§ **PROVIDED MATERIAL**
* BEGIN *
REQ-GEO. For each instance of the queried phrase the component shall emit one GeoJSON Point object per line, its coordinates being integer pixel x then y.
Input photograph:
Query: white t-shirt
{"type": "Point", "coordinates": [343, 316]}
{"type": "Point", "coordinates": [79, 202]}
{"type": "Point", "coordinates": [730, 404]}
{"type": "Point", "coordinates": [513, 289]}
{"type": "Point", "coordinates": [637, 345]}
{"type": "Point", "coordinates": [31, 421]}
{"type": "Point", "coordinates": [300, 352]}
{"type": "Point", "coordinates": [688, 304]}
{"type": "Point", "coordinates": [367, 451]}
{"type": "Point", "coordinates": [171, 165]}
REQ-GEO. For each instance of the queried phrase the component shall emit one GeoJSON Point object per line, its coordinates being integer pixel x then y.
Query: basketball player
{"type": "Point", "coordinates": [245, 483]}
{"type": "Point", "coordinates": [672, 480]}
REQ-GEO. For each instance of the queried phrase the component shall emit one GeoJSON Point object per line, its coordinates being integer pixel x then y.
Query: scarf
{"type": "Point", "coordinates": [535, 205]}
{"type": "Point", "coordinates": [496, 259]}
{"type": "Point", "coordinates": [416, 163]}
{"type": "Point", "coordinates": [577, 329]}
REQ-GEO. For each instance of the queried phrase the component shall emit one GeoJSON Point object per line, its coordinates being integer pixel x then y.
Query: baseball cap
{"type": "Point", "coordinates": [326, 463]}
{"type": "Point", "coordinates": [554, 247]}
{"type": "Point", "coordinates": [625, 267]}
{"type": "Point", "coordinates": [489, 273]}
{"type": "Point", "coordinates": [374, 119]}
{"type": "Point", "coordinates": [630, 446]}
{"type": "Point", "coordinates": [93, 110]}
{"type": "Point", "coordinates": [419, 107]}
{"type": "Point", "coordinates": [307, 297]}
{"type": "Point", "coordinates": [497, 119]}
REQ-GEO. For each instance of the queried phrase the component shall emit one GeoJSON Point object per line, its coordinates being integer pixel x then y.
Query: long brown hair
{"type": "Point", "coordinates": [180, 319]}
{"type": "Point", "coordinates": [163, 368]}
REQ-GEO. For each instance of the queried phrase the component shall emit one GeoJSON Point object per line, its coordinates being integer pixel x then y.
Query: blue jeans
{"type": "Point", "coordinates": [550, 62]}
* END *
§ **TO DO**
Write out all the records above again, exactly as they stand.

§ **COMPLETE OUTPUT**
REQ-GEO. For each instance of the queried phrase the component shall emit one GeoJSON Point object per line, its coordinates being integer pixel x then y.
Input photograph:
Query: white t-shirt
{"type": "Point", "coordinates": [343, 316]}
{"type": "Point", "coordinates": [79, 202]}
{"type": "Point", "coordinates": [730, 404]}
{"type": "Point", "coordinates": [513, 289]}
{"type": "Point", "coordinates": [637, 345]}
{"type": "Point", "coordinates": [31, 421]}
{"type": "Point", "coordinates": [300, 352]}
{"type": "Point", "coordinates": [688, 304]}
{"type": "Point", "coordinates": [367, 451]}
{"type": "Point", "coordinates": [171, 165]}
REQ-GEO. For each instance of the queried phrase the component shall emit one GeoJSON Point object per line, its coordinates being integer pixel x then y.
Query: basketball player
{"type": "Point", "coordinates": [245, 483]}
{"type": "Point", "coordinates": [672, 480]}
REQ-GEO. For each instance of the queried phrase the component shall emit one GeoJSON Point object per line, its coordinates being integer pixel x then y.
Query: scarf
{"type": "Point", "coordinates": [535, 205]}
{"type": "Point", "coordinates": [496, 259]}
{"type": "Point", "coordinates": [416, 163]}
{"type": "Point", "coordinates": [577, 329]}
REQ-GEO. For each instance of the queried phrase the component shall emit one GeoJSON Point object per line, its coordinates being integer pixel x then y.
Query: baseball cap
{"type": "Point", "coordinates": [326, 463]}
{"type": "Point", "coordinates": [554, 247]}
{"type": "Point", "coordinates": [625, 267]}
{"type": "Point", "coordinates": [489, 273]}
{"type": "Point", "coordinates": [374, 119]}
{"type": "Point", "coordinates": [630, 446]}
{"type": "Point", "coordinates": [93, 110]}
{"type": "Point", "coordinates": [419, 107]}
{"type": "Point", "coordinates": [307, 297]}
{"type": "Point", "coordinates": [497, 119]}
REQ-GEO. For each instance of the queried phrase the component shall emit one GeoJSON Point object per line, its coordinates being integer pixel x then y.
Query: long brown hair
{"type": "Point", "coordinates": [180, 319]}
{"type": "Point", "coordinates": [163, 368]}
REQ-GEO. For each instance of the queried phrase the component shall emit one GeoJSON Point object per line, its coordinates being integer pixel x then y.
Query: blue jeans
{"type": "Point", "coordinates": [550, 62]}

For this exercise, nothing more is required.